- [Records excerpted from a collection]:
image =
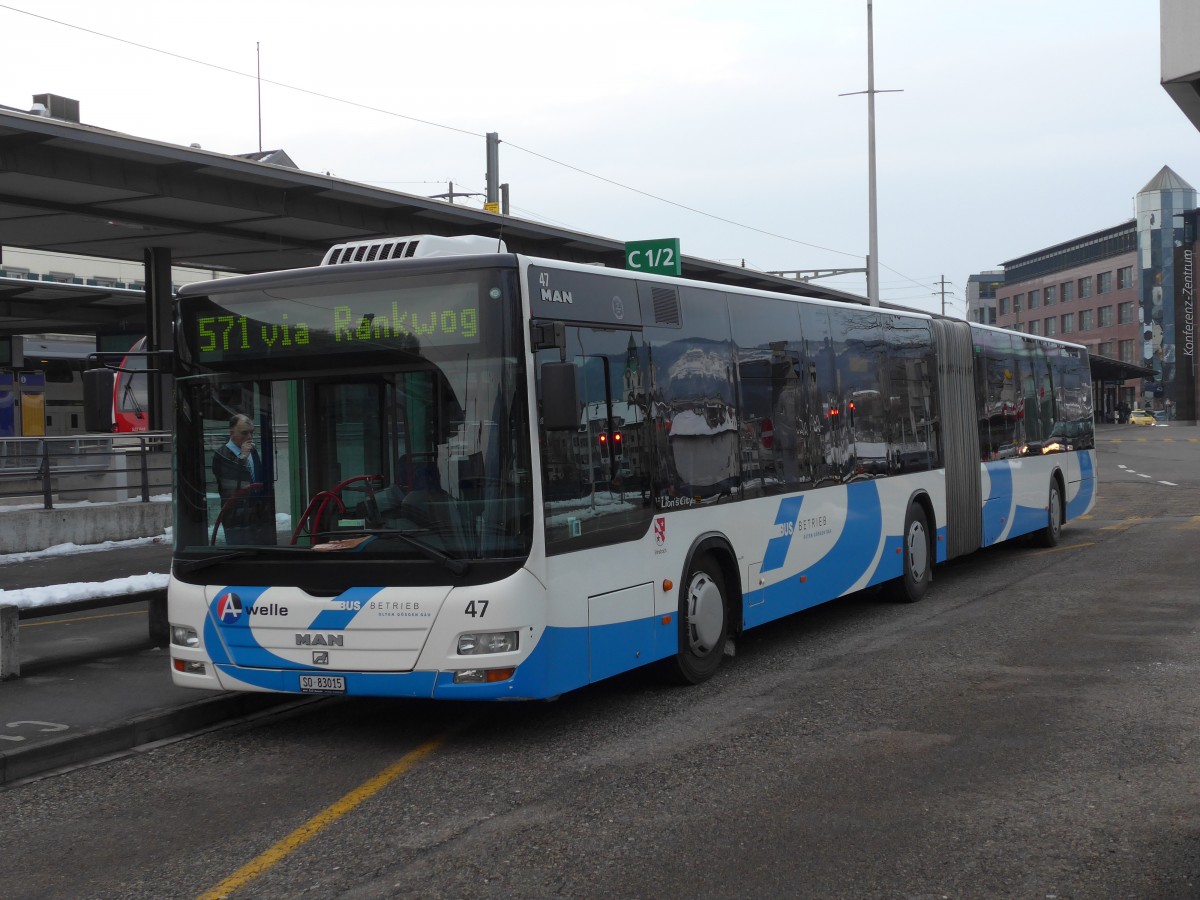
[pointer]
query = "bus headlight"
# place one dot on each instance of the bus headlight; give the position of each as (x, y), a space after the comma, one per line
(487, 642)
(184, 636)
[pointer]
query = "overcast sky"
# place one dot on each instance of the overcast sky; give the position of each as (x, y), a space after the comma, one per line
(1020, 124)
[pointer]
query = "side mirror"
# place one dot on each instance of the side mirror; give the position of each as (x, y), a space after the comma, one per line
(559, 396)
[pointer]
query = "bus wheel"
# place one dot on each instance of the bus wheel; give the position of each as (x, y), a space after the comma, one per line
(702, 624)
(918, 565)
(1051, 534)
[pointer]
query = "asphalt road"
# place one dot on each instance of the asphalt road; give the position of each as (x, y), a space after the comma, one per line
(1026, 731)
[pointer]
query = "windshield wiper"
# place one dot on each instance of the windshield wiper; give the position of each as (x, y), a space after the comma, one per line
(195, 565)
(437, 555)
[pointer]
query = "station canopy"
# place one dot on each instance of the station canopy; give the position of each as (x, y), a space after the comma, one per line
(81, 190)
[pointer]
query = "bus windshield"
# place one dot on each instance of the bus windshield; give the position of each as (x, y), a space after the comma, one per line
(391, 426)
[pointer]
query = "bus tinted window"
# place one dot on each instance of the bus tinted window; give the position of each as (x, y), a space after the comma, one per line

- [INSTRUCTIONS FOR THE TASK]: The word "tinted" may occur in lines of the data above; say how many lines hold it, giving only the number.

- [RESPONSE TO THIS TASK]: 2